## Material for this exercise
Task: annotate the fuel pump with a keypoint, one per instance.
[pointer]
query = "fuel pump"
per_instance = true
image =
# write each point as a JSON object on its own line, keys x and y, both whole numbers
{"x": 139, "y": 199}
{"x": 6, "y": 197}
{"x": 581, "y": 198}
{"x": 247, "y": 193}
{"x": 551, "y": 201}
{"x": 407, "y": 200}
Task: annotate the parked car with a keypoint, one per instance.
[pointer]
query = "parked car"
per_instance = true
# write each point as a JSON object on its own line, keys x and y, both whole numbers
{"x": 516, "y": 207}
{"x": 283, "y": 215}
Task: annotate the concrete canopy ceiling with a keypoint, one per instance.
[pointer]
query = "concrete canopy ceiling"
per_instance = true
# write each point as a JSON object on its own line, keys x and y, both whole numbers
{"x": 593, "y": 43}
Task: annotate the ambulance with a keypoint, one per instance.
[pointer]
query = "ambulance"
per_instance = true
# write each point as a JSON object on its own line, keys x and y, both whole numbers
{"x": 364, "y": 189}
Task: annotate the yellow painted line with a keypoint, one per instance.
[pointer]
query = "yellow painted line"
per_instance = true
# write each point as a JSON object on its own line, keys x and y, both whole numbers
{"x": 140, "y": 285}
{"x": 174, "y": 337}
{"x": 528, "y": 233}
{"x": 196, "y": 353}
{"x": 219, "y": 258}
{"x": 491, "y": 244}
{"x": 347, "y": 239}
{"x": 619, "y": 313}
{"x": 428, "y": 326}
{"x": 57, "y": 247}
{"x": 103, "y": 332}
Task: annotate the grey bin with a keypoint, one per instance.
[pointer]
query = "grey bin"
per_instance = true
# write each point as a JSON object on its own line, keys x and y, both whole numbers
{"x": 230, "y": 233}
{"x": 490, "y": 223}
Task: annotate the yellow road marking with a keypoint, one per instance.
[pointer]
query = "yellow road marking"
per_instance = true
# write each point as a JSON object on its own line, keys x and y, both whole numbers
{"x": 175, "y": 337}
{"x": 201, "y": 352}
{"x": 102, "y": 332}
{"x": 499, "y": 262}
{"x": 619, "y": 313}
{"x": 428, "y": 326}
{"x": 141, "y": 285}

## Exercise directions
Produce a verbatim transcription of the entries above.

## Solution to this exercise
Task: annotate the fuel pump with a keypoint, one per instance.
[pointer]
query = "fuel pump"
per_instance = true
image =
# write each point as a JSON object on its own line, keys x and y, both whole numbers
{"x": 139, "y": 199}
{"x": 6, "y": 197}
{"x": 581, "y": 198}
{"x": 247, "y": 193}
{"x": 551, "y": 201}
{"x": 407, "y": 200}
Task: annotate the parked car with a keypoint, one per instance.
[pointer]
query = "parked car"
per_instance = true
# write each point as a JSON object on its own line, keys x and y, both whole numbers
{"x": 516, "y": 207}
{"x": 283, "y": 215}
Task: annotate the concrete canopy ceiling with a keypoint, one per instance.
[pointer]
query = "concrete canopy ceiling"
per_instance = true
# write each point as a JSON object on its own line, keys x and y, both whole numbers
{"x": 593, "y": 43}
Task: annotate the ambulance with a keypoint, one per instance.
[pointer]
query = "ambulance"
per_instance = true
# write each point as a JSON object on its own line, keys x and y, both whole numbers
{"x": 364, "y": 189}
Task: annotate the yellow painted line with a keypoint, one per instance.
[pointer]
query = "yellow painted line"
per_instance = true
# write each point as a JSON object on its own line, keys x and y, both whole numbers
{"x": 140, "y": 285}
{"x": 174, "y": 337}
{"x": 528, "y": 233}
{"x": 196, "y": 353}
{"x": 219, "y": 258}
{"x": 491, "y": 244}
{"x": 347, "y": 239}
{"x": 619, "y": 313}
{"x": 428, "y": 326}
{"x": 57, "y": 247}
{"x": 103, "y": 332}
Task: annotate the grey bin with a keypoint, one per instance.
[pointer]
query = "grey bin"
per_instance = true
# write each point as a JSON object on its own line, keys x and y, both whole numbers
{"x": 230, "y": 233}
{"x": 490, "y": 223}
Task: annotate the yellow road marking with a keypoint, one per instance.
[pointer]
query = "yellow road marking"
per_instance = true
# write each point as a JSON object on its own line, keys x and y, both whole numbers
{"x": 175, "y": 337}
{"x": 201, "y": 352}
{"x": 102, "y": 332}
{"x": 499, "y": 262}
{"x": 619, "y": 313}
{"x": 428, "y": 326}
{"x": 141, "y": 285}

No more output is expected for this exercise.